#### [PASSAGE PROVIDED]
⟨
Query fun and games

    Date: 02/23/12 (SQL Server)    Keywords: xml, sql

    I've found in general for SQL that there is more than one way to solve (almost) any problem. I've been playing around with query building today and decided to see how many ways I could solve a problem that recurs fairly frequently in my work, flattening subrecords into a single row.

    This is my current standard solution, using the PIVOT function. It's quite fast, but limits you to a specific number of subrecords--it can be a high number, but you still have to decide on a maximum.

    WITH cte AS (SELECT Person.contactid AS 'ID' , Person.FullName AS 'Name'
    , 'Activity' = Activity.a422_rel_activityvalueidname
    , 'Row' = ROW_NUMBER() OVER (PARTITION BY Person.contactid, Person.FullName ORDER BY Activity.a422_rel_activityvalueidname)
    FROM Contact AS Person
    INNER JOIN Task AS Activity ON Person.contactid = Activity.regardingobjectid)
    SELECT ID, Name
    , 'Activity1' = [1], 'Activity2' = [2], 'Activity3' = [3], 'Activity4' = [4], 'Activity5' = [5]
    FROM cte
    PIVOT (MAX(cte.Activity) FOR cte.[Row] IN ([1], [2], [3], [4], [5])) AS pvt

    This is a new solution I found in surfing some SQL Server blogs, using FOR XML PATH to create a CSV list of values. It will include an indefinite number of subrecords, but only includes one field from the subrecords. It's significantly slower than the first example by at least an order of ten.
    SELECT DISTINCT p.contactid AS 'ID' , p.FullName AS 'Name'
    , SUBSTRING((SELECT ', ' + Activity.a422_rel_activityvalueidname
    FROM task AS Activity
    WHERE Activity.regardingobjectid = p.contactid
    FOR XML PATH('')), 2, 4000) AS 'Activities'
    FROM Contact AS p
    INNER JOIN Task AS t ON p.contactid = t.regardingobjectid
    ORDER BY p.contactid

    This ugly looking creature is what I used to use before PIVOT came along, using many, many multiple self-joins. I'm pretty sure I had a slightly more elegant (and faster!) version of this, but it's been a long time since I've had to create one of these things (fortunately). The performance is...not as bad as you might expect.
⟩
#### [PROVIDED INFORMATION]
⟨
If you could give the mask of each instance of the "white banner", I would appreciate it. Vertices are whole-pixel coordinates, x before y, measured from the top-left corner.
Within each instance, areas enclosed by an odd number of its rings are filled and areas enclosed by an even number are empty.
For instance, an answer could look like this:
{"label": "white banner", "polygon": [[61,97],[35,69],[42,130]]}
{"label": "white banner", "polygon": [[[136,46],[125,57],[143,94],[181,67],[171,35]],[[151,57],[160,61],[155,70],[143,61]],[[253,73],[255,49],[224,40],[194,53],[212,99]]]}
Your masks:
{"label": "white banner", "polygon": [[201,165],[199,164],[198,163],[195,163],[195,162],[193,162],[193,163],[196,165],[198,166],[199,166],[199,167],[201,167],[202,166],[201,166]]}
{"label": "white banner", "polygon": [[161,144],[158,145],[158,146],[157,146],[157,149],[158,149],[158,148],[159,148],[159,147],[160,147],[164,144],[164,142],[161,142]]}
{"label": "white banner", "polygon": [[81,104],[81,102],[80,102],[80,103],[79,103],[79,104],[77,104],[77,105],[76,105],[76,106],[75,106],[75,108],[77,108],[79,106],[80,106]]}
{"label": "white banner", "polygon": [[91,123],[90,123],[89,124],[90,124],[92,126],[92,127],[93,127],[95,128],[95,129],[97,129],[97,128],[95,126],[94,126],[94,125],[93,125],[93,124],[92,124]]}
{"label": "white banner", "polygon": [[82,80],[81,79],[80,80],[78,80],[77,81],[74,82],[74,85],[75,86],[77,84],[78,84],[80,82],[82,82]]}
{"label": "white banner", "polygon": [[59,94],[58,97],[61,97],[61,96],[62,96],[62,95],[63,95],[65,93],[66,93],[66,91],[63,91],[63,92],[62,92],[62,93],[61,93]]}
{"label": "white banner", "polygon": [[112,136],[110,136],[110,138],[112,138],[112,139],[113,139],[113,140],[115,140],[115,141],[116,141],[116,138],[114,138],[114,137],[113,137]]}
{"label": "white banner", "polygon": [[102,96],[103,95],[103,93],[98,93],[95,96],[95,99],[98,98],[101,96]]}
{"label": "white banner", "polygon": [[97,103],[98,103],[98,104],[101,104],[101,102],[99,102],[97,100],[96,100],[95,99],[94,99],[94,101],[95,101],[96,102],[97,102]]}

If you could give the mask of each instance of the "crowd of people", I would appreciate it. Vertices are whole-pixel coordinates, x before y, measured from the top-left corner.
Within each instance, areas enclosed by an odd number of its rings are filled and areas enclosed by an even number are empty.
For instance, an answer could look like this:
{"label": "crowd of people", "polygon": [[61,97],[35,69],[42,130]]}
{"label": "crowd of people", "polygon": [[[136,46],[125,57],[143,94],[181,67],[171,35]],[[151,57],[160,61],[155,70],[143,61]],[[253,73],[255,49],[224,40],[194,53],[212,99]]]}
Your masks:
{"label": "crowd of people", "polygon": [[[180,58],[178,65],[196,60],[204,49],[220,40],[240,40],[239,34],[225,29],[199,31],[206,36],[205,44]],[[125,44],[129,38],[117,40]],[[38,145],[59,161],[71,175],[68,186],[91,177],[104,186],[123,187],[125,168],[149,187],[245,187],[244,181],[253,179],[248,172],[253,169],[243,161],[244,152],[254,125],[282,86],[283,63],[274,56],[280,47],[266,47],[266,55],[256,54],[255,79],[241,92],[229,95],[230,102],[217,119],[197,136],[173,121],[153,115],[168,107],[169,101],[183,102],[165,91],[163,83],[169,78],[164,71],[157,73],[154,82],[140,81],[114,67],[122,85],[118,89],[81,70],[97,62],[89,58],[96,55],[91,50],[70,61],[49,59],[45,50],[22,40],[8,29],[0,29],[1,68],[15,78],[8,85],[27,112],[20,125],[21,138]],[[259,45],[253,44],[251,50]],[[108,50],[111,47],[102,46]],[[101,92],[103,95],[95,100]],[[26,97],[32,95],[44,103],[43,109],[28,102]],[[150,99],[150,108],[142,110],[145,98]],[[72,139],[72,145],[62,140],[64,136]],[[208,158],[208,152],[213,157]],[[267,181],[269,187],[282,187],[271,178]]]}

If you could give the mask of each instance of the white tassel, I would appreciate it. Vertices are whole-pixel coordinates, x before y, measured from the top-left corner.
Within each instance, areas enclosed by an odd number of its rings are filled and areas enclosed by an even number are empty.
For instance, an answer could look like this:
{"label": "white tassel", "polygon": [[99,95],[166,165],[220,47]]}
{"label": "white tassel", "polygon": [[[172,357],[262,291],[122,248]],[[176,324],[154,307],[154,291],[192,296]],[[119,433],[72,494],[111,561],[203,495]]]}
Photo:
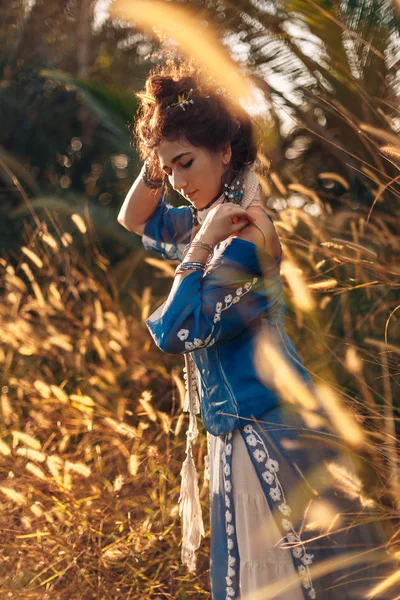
⟩
#### [WHAT YOU SHOULD DO]
In the SQL Server post, what limitation does the writer give for the PIVOT solution?

#### [OUTPUT]
It limits you to a specific number of subrecords, so you have to decide on a maximum.